__Exercise prompt__.
Can you reproduce every one of the entries below word for word, with each line left unchanged?

----------

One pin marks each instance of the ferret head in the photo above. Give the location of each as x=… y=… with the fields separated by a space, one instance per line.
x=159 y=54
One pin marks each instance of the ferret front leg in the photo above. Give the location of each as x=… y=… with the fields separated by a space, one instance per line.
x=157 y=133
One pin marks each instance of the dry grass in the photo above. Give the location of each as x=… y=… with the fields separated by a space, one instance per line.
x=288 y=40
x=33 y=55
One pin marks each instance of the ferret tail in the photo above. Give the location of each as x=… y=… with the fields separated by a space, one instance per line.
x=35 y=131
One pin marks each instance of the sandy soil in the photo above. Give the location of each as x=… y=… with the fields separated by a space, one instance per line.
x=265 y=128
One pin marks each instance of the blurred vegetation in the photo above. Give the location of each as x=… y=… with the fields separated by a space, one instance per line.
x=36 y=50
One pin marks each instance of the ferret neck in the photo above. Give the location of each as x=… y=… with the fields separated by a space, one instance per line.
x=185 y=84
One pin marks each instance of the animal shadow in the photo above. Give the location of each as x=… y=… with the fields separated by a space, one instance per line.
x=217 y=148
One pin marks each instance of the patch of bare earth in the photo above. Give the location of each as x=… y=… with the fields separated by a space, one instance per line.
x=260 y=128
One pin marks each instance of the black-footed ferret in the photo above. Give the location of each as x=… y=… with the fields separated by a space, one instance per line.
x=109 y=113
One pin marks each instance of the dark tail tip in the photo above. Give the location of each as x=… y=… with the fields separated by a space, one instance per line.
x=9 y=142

----------

__Result below__.
One pin marks each instance of the ferret head in the photo above. Give the location of each as x=… y=… with the fields separated by a space, one instance per line.
x=159 y=54
One pin marks each instance of the ferret front leg in the photo above. Give the location of each as x=… y=… with the fields separated by a space, one instance per line.
x=157 y=133
One pin marks each instance of the dry grass in the photo above. Give the location of each as x=… y=… with the fields separated by a space, one instance per line.
x=288 y=40
x=33 y=55
One pin marks each instance of the ferret tail in the photo above. Give the location of each as x=… y=… with the fields separated by a space, one instance per line.
x=35 y=131
One pin marks each instance of the sandy soil in the photo above. Give the location of each as x=… y=… with the fields separated by a space, one instance per line.
x=265 y=128
One pin marks each instance of the blurred vegetation in the photo above. Give the location of each as x=… y=… with the fields separated by a space, one instance per line.
x=36 y=50
One pin marks each instance of the ferret neck in the photo above. Give the location of each as x=… y=… with the fields separated by a space, one instance per line.
x=185 y=84
One pin marks each instance of the animal shadow in the photo above. Give the location of each as x=… y=… with the fields separated by a space, one instance per line.
x=217 y=148
One pin marks each instance of the patch of bare earth in the photo above. Give the location of each as x=… y=… with the fields separated by a space, one instance per line.
x=260 y=128
One pin marks each instance of the black-footed ferret in the photo above. Give the location of each as x=… y=… with the fields separated by a space, one instance per line.
x=109 y=113
One pin marks each instance of the dark tail tip in the photo above. Give the location of each as x=… y=… with the fields separated by a space, one instance per line.
x=9 y=142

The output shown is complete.